Dataset content:
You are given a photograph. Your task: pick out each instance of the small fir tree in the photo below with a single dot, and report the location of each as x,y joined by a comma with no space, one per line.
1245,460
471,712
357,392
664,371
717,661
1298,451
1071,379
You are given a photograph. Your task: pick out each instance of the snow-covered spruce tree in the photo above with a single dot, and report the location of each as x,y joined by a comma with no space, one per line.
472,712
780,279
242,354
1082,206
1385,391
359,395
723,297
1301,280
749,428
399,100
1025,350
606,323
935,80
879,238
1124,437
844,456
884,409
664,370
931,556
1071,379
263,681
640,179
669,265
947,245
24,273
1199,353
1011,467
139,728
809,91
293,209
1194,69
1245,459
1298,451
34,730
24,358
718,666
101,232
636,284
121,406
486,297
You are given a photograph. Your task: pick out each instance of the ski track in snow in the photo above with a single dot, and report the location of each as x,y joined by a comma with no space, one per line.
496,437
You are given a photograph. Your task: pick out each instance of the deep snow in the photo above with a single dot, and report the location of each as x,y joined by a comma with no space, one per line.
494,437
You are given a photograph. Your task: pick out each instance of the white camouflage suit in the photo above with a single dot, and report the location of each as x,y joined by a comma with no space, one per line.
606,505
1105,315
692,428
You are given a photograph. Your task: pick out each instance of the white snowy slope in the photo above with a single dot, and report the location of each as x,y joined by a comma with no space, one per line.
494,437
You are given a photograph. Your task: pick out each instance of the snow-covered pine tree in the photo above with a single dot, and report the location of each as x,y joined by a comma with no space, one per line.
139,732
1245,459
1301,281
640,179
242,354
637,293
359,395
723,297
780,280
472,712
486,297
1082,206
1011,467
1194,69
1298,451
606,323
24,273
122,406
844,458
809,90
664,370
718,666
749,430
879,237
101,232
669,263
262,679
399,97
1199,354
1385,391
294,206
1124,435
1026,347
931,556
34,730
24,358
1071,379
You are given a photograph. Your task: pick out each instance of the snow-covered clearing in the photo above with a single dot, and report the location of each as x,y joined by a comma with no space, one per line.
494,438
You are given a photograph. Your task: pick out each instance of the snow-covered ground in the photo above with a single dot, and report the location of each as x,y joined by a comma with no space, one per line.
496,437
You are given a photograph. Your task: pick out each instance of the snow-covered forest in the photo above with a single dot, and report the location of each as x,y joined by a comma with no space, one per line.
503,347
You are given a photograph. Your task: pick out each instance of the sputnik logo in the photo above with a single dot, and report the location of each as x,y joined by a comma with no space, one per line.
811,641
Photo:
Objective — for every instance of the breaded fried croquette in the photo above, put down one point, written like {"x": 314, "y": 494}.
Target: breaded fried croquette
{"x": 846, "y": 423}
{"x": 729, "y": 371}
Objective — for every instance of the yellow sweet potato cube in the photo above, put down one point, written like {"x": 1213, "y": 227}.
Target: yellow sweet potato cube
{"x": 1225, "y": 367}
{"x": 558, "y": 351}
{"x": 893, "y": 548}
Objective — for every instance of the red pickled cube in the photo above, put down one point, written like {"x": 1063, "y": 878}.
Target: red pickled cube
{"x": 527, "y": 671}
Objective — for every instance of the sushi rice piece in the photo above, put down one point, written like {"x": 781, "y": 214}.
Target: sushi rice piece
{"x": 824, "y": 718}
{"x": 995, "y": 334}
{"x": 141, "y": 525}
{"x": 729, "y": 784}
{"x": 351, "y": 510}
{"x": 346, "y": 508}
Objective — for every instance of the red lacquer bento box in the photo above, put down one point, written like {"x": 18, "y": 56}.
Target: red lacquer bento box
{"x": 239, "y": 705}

What you are asked to do:
All of the records above are to be returned exactly as they stand.

Answer space:
You are given a photograph. Your task: pick out each instance of the small fir tree in the photo below with a single dot, and report the location of each as x,y joined by a comma with no space, one per line.
1245,460
471,712
357,392
664,371
717,661
1298,451
1071,379
You are given a photograph. Your task: pick out each instance of the snow-covered spruce tree in the photo above with a single dot, and report the location of each as x,y joined by a comma with no space, one per line.
472,712
780,279
242,354
1082,206
1385,391
359,395
723,297
1301,280
749,428
399,100
1025,350
606,323
935,80
879,238
1124,437
844,456
884,409
664,370
931,556
1071,379
263,681
640,179
669,265
947,245
24,273
1199,353
1011,467
139,728
809,91
293,209
1194,69
1245,459
1298,451
34,730
24,358
718,666
101,232
636,284
121,406
486,297
You are given a photograph. Your task: pick out each instance of the ski track in snow in the photo above with a single dot, and report the location of each as x,y joined by a comma with no space, one per line.
496,437
You are given a photograph. Your task: pick out each instance of the deep snow in the photo above with a single dot, and report the location of each as x,y joined by a comma with no space, one per line.
494,437
You are given a photograph. Your task: pick out each instance of the white camouflage suit in the photo above with a single dot, and report the location of each as x,y joined by a comma with no space, one per line.
606,505
1105,315
692,428
You are given a photograph. Your task: pick out each instance of the white snowy slope in the photo above with a single dot, and report the location of each as x,y joined by a comma with no space, one per line.
494,437
You are given a photograph. Your task: pick out each instance of the snow-covered pine tree in the photo above with a single dot, and report the location of each as x,y joined by a comma with no space, one per line.
139,732
1245,459
1301,281
640,179
242,354
637,293
359,395
723,297
780,280
472,712
486,297
1082,206
1011,467
1194,69
1298,451
606,323
24,273
122,406
844,458
809,90
664,370
718,666
749,430
879,237
101,232
669,263
262,679
399,97
1199,354
1385,391
294,206
1124,435
1026,347
931,556
34,730
24,358
1071,379
You are given a photograph. Your task: pick out each instance of the snow-covered clearing in the photo above with a single dot, and report the location of each as x,y joined by a comma with no space, one per line.
494,438
You are given a photograph. Your task: pick out each instance of the snow-covered ground in the photo above with a single dot, and report the location of each as x,y joined by a comma with no space, one per line.
496,437
You are given a photograph. Your task: pick out each instance of the snow-covered forest in the photo above with a single dot, and report the location of each as x,y joined by a comma with no space, one per line.
503,347
You are given a photograph. Your task: pick out each instance of the sputnik logo in the photo above with a single dot, and report the location of each as x,y joined by a comma with no space, one per line.
811,641
Photo:
Objective — for every instance of the breaded fried croquette in the photo above, put down one point, written like {"x": 314, "y": 494}.
Target: breaded fried croquette
{"x": 846, "y": 423}
{"x": 729, "y": 371}
Objective — for every instance of the yellow sweet potato cube in the photo above, put down one point, written like {"x": 1213, "y": 227}.
Target: yellow sweet potato cube
{"x": 1225, "y": 367}
{"x": 558, "y": 351}
{"x": 893, "y": 548}
Objective — for every instance of the red pickled cube in the photo above, put down one point, written like {"x": 1063, "y": 878}.
Target: red pickled cube
{"x": 527, "y": 671}
Objective — for every instance of the sushi rice piece in the photo above, put down one point, written like {"x": 781, "y": 214}.
Target: sushi rice piece
{"x": 824, "y": 718}
{"x": 995, "y": 334}
{"x": 141, "y": 525}
{"x": 729, "y": 784}
{"x": 351, "y": 510}
{"x": 346, "y": 508}
Objective — for every instance of the red lacquer bento box in the photo above, put down one point, written like {"x": 18, "y": 56}.
Target: red lacquer bento box
{"x": 239, "y": 705}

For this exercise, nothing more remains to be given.